• [What this task involves]
All of the material below is to be retyped exactly.

• [Entries provided]
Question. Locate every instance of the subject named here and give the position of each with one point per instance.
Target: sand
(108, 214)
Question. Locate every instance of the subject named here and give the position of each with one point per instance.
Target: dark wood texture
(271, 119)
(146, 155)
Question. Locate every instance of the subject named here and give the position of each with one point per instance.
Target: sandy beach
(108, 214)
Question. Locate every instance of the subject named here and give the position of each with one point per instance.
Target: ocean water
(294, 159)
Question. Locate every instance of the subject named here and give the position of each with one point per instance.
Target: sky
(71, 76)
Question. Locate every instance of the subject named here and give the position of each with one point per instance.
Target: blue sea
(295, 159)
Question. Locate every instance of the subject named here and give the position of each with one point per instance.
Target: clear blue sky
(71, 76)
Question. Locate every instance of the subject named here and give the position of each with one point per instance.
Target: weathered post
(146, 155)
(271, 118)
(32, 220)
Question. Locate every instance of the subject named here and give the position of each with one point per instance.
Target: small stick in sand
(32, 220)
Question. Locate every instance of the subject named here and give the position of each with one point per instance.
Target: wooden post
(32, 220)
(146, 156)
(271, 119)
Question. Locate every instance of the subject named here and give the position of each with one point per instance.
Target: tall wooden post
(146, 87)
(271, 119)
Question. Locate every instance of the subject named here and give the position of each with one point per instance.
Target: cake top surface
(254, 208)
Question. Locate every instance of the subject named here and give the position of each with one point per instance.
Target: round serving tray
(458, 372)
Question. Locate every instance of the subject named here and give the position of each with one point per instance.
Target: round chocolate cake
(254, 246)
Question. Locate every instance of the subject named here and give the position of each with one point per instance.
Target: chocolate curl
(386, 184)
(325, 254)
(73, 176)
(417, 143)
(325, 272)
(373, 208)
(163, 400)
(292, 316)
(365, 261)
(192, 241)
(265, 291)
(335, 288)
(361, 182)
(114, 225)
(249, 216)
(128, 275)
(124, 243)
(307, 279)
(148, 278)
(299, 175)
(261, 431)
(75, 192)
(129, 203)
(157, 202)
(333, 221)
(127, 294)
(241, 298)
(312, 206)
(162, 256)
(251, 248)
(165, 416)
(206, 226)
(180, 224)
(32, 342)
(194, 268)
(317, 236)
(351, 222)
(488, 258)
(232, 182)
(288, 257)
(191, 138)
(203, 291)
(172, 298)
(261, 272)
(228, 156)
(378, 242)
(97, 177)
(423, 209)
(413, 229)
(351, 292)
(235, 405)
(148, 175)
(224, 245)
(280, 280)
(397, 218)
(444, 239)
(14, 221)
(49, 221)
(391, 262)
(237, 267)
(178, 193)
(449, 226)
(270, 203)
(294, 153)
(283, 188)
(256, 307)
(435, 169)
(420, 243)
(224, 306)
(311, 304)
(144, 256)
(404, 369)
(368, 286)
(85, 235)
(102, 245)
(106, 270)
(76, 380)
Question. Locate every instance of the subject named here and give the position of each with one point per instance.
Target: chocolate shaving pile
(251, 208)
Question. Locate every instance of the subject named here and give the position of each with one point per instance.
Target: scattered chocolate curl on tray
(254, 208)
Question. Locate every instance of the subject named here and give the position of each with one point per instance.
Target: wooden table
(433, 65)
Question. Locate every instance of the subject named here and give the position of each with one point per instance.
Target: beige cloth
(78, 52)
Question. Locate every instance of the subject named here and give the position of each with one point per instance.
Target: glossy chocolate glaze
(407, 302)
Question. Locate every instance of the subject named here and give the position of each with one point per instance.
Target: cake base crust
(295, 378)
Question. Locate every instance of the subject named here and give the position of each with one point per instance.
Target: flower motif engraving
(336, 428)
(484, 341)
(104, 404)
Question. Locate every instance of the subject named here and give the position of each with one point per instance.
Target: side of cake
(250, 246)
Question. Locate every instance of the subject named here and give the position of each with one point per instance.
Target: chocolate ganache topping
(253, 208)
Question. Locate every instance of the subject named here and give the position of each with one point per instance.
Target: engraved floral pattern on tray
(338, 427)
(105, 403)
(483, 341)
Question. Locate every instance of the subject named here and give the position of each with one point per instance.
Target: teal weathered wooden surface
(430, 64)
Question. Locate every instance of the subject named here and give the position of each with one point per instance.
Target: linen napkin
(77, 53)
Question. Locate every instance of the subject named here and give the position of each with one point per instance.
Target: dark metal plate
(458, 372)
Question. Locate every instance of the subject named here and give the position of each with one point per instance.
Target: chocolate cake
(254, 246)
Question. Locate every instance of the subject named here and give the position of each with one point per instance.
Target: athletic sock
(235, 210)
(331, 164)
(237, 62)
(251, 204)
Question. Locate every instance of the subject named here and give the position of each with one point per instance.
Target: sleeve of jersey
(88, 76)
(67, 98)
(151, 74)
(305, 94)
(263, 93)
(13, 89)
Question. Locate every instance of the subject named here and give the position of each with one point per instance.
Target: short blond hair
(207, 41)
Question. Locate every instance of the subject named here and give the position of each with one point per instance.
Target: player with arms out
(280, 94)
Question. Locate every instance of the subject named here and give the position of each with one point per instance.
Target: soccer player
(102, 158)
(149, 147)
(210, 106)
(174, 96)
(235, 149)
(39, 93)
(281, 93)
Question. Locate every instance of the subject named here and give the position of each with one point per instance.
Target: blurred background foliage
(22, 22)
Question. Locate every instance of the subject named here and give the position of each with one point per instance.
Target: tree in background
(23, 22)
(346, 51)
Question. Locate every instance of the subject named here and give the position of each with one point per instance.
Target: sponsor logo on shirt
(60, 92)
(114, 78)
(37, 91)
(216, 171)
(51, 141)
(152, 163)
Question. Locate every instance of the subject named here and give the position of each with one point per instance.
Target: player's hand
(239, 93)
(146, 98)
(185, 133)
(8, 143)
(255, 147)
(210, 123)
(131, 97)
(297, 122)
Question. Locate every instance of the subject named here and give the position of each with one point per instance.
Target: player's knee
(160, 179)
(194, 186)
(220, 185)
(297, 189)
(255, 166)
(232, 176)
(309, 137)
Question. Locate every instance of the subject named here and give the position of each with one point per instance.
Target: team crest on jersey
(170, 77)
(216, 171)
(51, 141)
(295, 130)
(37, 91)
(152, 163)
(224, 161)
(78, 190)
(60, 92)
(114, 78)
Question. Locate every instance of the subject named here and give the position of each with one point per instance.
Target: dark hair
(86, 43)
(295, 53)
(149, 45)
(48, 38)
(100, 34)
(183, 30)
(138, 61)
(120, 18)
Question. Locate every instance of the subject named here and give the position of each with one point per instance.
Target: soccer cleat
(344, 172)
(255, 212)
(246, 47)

• [Answer to this problem]
Question. Locate every instance of the subject named here and give the position of each with one point per instance.
Target: sand
(108, 214)
Question. Locate every instance of the subject named here and give the position of each with one point per instance.
Target: dark wood texture
(271, 119)
(146, 155)
Question. Locate every instance of the subject named here and give the position of each with one point per instance.
Target: sandy beach
(108, 214)
Question. Locate every instance of the subject named here and give the position of each with one point per instance.
Target: ocean water
(294, 159)
Question. Locate every instance of the subject named here and give the position of each with one point per instance.
Target: sky
(71, 76)
Question. Locate every instance of the subject named here and give the position of each with one point per instance.
Target: blue sea
(295, 159)
Question. Locate every instance of the subject named here and give the position of each with one point per instance.
Target: clear blue sky
(71, 76)
Question. Locate every instance of the subject named here and give the position of each with one point per instance.
Target: weathered post
(146, 155)
(271, 118)
(32, 220)
Question. Locate every instance of the subject named here and give the position of each with one point per instance.
Target: small stick in sand
(32, 220)
Question. Locate every instance of the subject named here and give the position of each with one point per instance.
Target: wooden post
(32, 220)
(146, 156)
(271, 119)
Question. Locate every instance of the subject named here and give the position of each with one point per instance.
Target: tall wooden post
(146, 87)
(271, 119)
Question. Locate every instance of the subject named here and give the position of each with one point per instance.
Target: cake top surface
(254, 208)
Question. Locate every instance of the subject named here and give the position of each with one point per instance.
Target: round serving tray
(458, 372)
Question. Locate every instance of the subject named here and give the position of each with one point per instance.
Target: round chocolate cake
(254, 246)
Question. Locate every instance of the subject named here and give the position of each with one point per instance.
Target: chocolate curl
(386, 184)
(325, 254)
(73, 176)
(417, 143)
(325, 272)
(373, 208)
(163, 400)
(292, 316)
(365, 261)
(192, 241)
(265, 291)
(335, 288)
(361, 182)
(114, 225)
(249, 216)
(128, 275)
(124, 243)
(307, 279)
(148, 278)
(299, 175)
(261, 431)
(75, 192)
(129, 203)
(157, 202)
(333, 221)
(127, 294)
(241, 298)
(312, 206)
(162, 256)
(251, 248)
(165, 416)
(206, 226)
(180, 224)
(32, 342)
(194, 268)
(317, 236)
(351, 222)
(488, 258)
(232, 182)
(288, 257)
(191, 138)
(203, 291)
(172, 298)
(261, 272)
(228, 156)
(378, 242)
(97, 177)
(423, 209)
(413, 229)
(351, 292)
(235, 405)
(148, 175)
(224, 245)
(280, 280)
(397, 218)
(444, 239)
(14, 221)
(49, 221)
(391, 262)
(237, 267)
(178, 193)
(449, 226)
(270, 203)
(294, 153)
(283, 188)
(256, 307)
(435, 169)
(420, 243)
(224, 306)
(311, 304)
(144, 256)
(404, 369)
(368, 286)
(85, 235)
(102, 245)
(106, 270)
(76, 380)
Question. Locate every instance of the subject named here and give the position of each with one point per instance.
Target: chocolate shaving pile
(251, 208)
Question. Locate every instance of the subject named here and give the position of each with one point per instance.
Target: scattered chocolate curl on tray
(254, 208)
Question. Locate every instance of the subject named here and give the position of each with one point per instance.
Target: wooden table
(433, 65)
Question. Locate every instance of the subject named here and give the position of each with one point per instance.
Target: beige cloth
(78, 52)
Question. Locate every instance of the subject named here and give the position of each with one point per instance.
Target: glossy chocolate glaze
(407, 302)
Question. Locate every instance of the subject named here and give the position of each with one point per instance.
Target: cake base crust
(295, 378)
Question. Locate every instance of the subject named here and give the position of each with one point per instance.
Target: flower motif engraving
(336, 428)
(484, 341)
(104, 404)
Question. Locate every instance of the subject named here and give the position of each with one point per instance.
Target: side of cake
(250, 246)
Question. Locate every instance of the subject named here and give the position of each with one point per instance.
Target: chocolate ganache topping
(253, 208)
Question. Locate every instance of the subject named here and give the position of each with one point per instance.
Target: engraved floral pattern on tray
(338, 427)
(105, 403)
(483, 341)
Question. Locate every instance of the subject named here and give the position of each with one point per instance.
Target: teal weathered wooden surface
(430, 64)
Question. Locate every instance of the subject named here and give the position of each with one point per instance.
Target: linen napkin
(77, 53)
Question. Locate every instance of the subject named here and give the position of each with one point per instance.
Target: dark metal plate
(458, 372)
Question. Locate every instance of the subject named here and give the position of each with one point per instance.
Target: chocolate cake
(254, 246)
Question. Locate every instance of the subject named here and give the position of each with one point per instance.
Target: athletic sock
(235, 210)
(331, 164)
(237, 62)
(251, 204)
Question. Locate every instance of the subject named here and give the position of each with one point per instance.
Target: sleeve of jersey
(88, 76)
(67, 98)
(151, 74)
(305, 94)
(263, 93)
(13, 89)
Question. Locate every instance of the subject named here and give the position of each with one point per instance.
Target: short blond hair
(207, 41)
Question. Locate every instance of the subject named here and give the position of each with one point per instance.
Target: player with arms out
(280, 94)
Question. Locate every instance of the subject named here and give the position of each with one point per instance.
Target: soccer player
(102, 158)
(149, 147)
(210, 106)
(174, 96)
(235, 149)
(39, 93)
(281, 93)
Question. Locate every instance of the subject named here and give the position of each with one point per instance.
Target: blurred background foliage
(22, 22)
Question. Locate every instance of the subject named here and give the position of each with one point per instance.
Target: tree in background
(23, 22)
(346, 51)
Question. Locate every instance of the subject named here and give the position of each with one point per instance.
Target: sponsor logo on shirt
(60, 92)
(114, 78)
(37, 91)
(216, 171)
(51, 141)
(152, 163)
Question. Locate every instance of the subject named here and give the position of each with one point per instance.
Target: player's hand
(239, 93)
(146, 98)
(185, 133)
(8, 143)
(255, 147)
(210, 123)
(131, 97)
(297, 122)
Question. Locate every instance of the subject named here and give the position of each with one point per instance.
Target: player's knee
(160, 179)
(194, 186)
(220, 185)
(297, 189)
(255, 166)
(232, 176)
(309, 137)
Question. Locate every instance of the subject named here and give the position of each with one point per instance.
Target: team crest on jersey
(170, 77)
(216, 171)
(51, 141)
(295, 130)
(37, 91)
(152, 163)
(224, 161)
(78, 190)
(60, 92)
(114, 78)
Question. Locate every instance of the subject named here and give the position of each with one point per instance.
Target: dark hair
(86, 43)
(295, 53)
(149, 45)
(48, 38)
(100, 34)
(183, 30)
(138, 61)
(120, 18)
Question. Locate every instance of the subject named here and give the position of each with one point per instance.
Target: soccer cleat
(344, 172)
(255, 212)
(246, 47)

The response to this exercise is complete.